### Work to be completed
Copy out without any change the stretch of the listing below from the line containing "Where can you spot the grass" through the last line of the listing, including both ends.

──────

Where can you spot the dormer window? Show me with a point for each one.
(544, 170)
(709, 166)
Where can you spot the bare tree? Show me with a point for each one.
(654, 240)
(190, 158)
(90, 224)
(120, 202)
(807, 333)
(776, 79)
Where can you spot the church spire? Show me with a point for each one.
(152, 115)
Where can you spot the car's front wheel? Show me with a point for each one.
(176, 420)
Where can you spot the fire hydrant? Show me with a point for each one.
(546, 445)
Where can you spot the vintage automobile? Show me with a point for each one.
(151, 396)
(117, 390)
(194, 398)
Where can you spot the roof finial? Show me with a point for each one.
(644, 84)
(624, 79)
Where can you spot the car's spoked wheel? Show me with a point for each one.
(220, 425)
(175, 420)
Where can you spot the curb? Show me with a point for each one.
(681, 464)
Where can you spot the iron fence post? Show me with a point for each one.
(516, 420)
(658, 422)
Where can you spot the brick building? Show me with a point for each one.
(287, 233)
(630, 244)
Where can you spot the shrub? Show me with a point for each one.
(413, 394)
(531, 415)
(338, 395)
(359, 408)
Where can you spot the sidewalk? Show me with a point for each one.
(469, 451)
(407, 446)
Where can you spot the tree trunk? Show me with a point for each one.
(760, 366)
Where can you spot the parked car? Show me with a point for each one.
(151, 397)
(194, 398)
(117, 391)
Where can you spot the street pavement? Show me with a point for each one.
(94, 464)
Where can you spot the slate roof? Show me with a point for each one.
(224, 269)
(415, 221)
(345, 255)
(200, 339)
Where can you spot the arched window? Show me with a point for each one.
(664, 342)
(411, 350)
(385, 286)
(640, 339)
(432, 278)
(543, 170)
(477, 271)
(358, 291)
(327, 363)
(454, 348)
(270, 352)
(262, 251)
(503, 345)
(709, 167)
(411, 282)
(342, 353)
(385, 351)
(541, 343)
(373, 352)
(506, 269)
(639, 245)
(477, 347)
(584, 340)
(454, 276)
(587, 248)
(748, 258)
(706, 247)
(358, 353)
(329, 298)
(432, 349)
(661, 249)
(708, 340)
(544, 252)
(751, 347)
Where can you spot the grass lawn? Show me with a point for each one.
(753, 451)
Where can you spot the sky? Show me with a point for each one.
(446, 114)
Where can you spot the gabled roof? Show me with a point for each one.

──────

### Written response
Where can you spot the grass lawn? Show me with a point for each one.
(753, 451)
Where can you spot the sky? Show me with a point for each one.
(446, 114)
Where can you spot the gabled roof? Show me with a point for each one.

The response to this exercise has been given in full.